**Page text**
Botox: A Guide for First-Timers
Between 2012 and 2017, the popularity of Botox (and similar injectables) rose by a whopping 40.6 percent. One and a half million injections were performed in the United States in 2017 alone, and not just to eliminate wrinkles, but to prevent them as well.
If you think you know the typical age range of people who get Botox injections, you're correct, because some people start young and others start (or continue) when they're older. Here are the age ranges for people who received Botox injections:
- 41.3 percent—between the ages of 35 and 50
- 33.1 percent—between the ages of 51 and 64
- 14 percent—between the ages of 19 and 34
Botox is sweeping the globe, but if you've decided to jump on the bandwagon, learn some important information before your first injection.
All about Botox
Botulinum toxin is a neurotoxic protein and a highly poisonous substance that comes in seven types, A to G. Botox—and other proprietary brands such as Dysport/Azzalure Xeomin/Bocouture and Jeuvea—is based on the type A toxin.
Botox injections have many diverse medical uses, including as effective treatments for such serious conditions as nerve spasms, hyperhidrosis, overactive bladder, muscle contractures and chronic migraines. Here, though, we'll focus on their more common use as a cosmetic treatment to reduce the appearance of wrinkles around the eyes (crow's feet), as well as to diminish frown and forehead lines.
Using a toxin called onabotulinumtoxinA, Botox blocks the brain's chemical messengers from reaching the surrounding muscles, thus temporarily rendering them immovable. If you can't frown, you can't get frown lines, and the ones you already have are masked.

**Dataset entries**
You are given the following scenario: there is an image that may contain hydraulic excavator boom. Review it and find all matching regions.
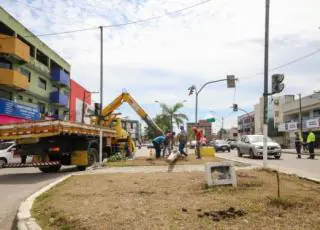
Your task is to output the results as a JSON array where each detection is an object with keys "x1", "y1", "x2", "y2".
[{"x1": 102, "y1": 93, "x2": 164, "y2": 135}]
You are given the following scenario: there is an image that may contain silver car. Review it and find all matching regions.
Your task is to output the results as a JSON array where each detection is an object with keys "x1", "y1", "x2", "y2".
[{"x1": 237, "y1": 135, "x2": 281, "y2": 159}]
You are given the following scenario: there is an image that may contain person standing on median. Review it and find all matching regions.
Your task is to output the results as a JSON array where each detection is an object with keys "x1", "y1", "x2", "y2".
[
  {"x1": 178, "y1": 126, "x2": 188, "y2": 157},
  {"x1": 307, "y1": 129, "x2": 316, "y2": 159},
  {"x1": 152, "y1": 136, "x2": 167, "y2": 158},
  {"x1": 192, "y1": 127, "x2": 203, "y2": 159},
  {"x1": 294, "y1": 132, "x2": 303, "y2": 159}
]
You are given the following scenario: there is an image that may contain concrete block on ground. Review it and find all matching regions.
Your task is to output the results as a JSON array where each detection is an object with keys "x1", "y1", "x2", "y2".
[{"x1": 205, "y1": 162, "x2": 237, "y2": 186}]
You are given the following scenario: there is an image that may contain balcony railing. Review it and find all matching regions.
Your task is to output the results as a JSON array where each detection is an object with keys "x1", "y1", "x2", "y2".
[
  {"x1": 0, "y1": 34, "x2": 30, "y2": 63},
  {"x1": 50, "y1": 91, "x2": 69, "y2": 106},
  {"x1": 0, "y1": 68, "x2": 29, "y2": 90}
]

**Tasks to perform**
• A. Transcribe the Botox guide starting with "Botox: A Guide" and going on through "them as well.".
• B. Answer these questions from the Botox guide:
(i) By how much did the popularity of Botox and similar injectables rise between 2012 and 2017?
(ii) What percentage of people who received Botox injections were between the ages of 51 and 64?
(iii) Which type of botulinum toxin is Botox based on?
• C. Write the next part of the Botox guide, picking up after its last sentence.

**Expected results**
• A.
Botox: A Guide for First-Timers
Between 2012 and 2017, the popularity of Botox (and similar injectables) rose by a whopping 40.6 percent. One and a half million injections were performed in the United States in 2017 alone, and not just to eliminate wrinkles, but to prevent them as well.

• B.
(i) 40.6 percent
(ii) 33.1 percent
(iii) Type A

• C.
Results typically last around three months, depending on your metabolism, the amount injected and other factors.
After injection, very mild pain and redness generally occur at the site of injection and fade quickly. Other possible side effects include: swelling at the site of the injection; droopy eyelids or asymmetrical eyebrows or smile; eye dryness or excessive tearing; and headache or flu-like symptoms. In some cases, more serious problems such as muscle weakness, vision issues, trouble breathing or swallowing, and the spread of toxin effects can occur.
Botox and similar products are not recommended for pregnant and breastfeeding women, or people allergic to cow's milk.
Considerations to make before treatment
Choose only a trained practitioner with glowing reviews and certification in Botox injections; specialist clinics are ideal. Referrals from trusted friends or family members can also be helpful.
You'll want to consider your injectable options. Just because Botox is the most common product doesn't necessarily mean it's the best one for you. Each brand has its pros and cons, so do your research. Additionally, be very clear with your provider beforehand about what you do and don't want. If you’ve never had injections before, it may be best to start with less and see how you like the results.
The injections are not terribly painful, but many people find them uncomfortable. Watching a video of the procedure beforehand is a good idea, so you don't run into any surprises on the big day. Some people like to partake in a consultation to make sure the provider is a good fit and to ask questions.
The procedure and what to expect after
Botox is injected with a very thin needle. The number of injections depends on what area you're having done, but typically there are about three injection sites for each eye, five for between the eyebrows and five across the forehead.
Bring a friend along to distract you if you're nervous. If you tend to feel faint easily, ask for an ice pack to put against your forehead or the back of your neck, and bring juice or a snack in case you feel woozy after the injections. If your provider offers topical numbing creams, they can help lessen discomfort during the procedure.
Gently apply ice to reduce any swelling or redness, although these effects typically don't last more than a few hours. Animate your treated muscles by smiling, raising and wiggling your eyebrows, and so on to help work the Botox into the flesh.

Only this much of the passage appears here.